WHAT YOU NEED TO DO
Work through the data below and give the number of lines holding the word "bush", without any other text.

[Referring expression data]
+++

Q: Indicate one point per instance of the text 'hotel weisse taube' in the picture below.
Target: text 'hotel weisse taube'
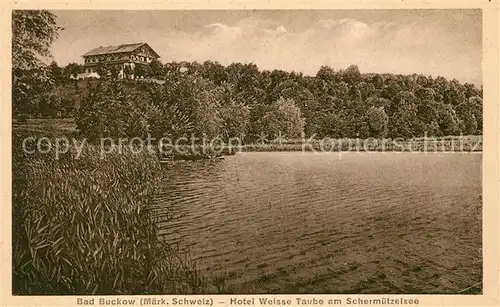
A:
(123, 58)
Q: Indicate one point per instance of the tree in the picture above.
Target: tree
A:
(114, 71)
(56, 72)
(156, 68)
(72, 70)
(283, 119)
(142, 71)
(32, 35)
(378, 121)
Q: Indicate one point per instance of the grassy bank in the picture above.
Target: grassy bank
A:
(87, 226)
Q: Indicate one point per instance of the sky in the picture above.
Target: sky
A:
(444, 43)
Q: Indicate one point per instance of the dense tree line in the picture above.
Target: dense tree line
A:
(241, 100)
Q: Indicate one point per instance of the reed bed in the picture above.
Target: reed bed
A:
(87, 226)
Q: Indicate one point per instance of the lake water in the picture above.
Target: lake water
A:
(330, 223)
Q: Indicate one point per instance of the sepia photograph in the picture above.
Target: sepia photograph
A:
(318, 151)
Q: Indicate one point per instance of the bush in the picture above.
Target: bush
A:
(87, 226)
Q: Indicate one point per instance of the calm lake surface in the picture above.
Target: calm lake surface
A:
(291, 222)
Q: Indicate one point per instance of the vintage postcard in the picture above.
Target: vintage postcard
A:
(250, 153)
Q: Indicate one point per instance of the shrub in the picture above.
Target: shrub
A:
(87, 226)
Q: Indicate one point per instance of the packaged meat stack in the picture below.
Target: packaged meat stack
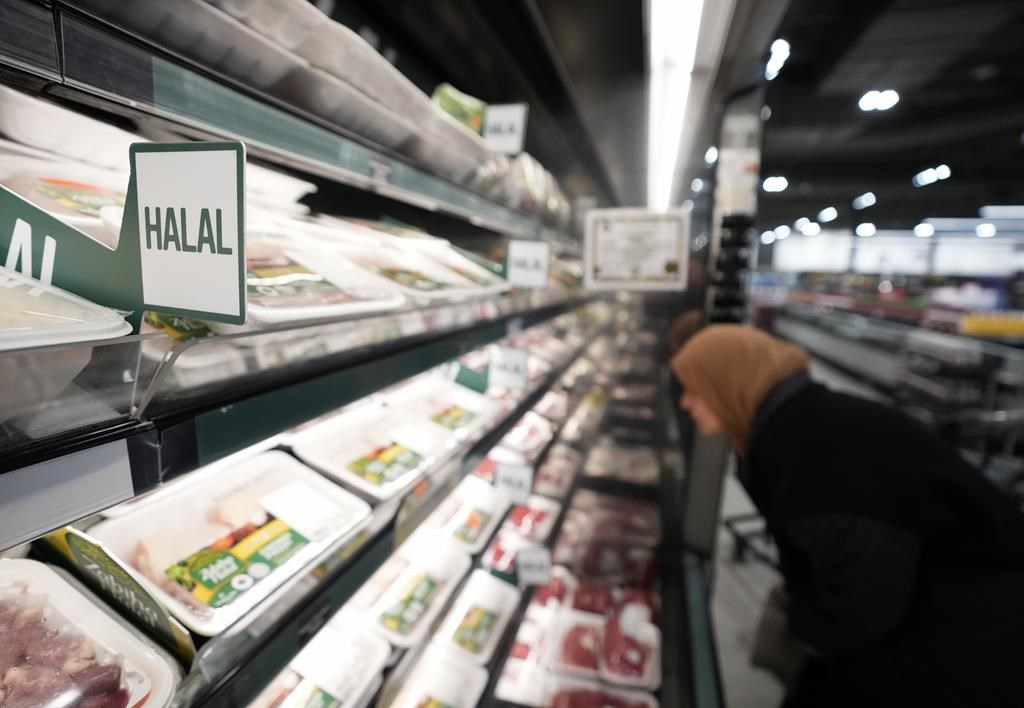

+++

SOLUTION TO THIS EXERCISE
2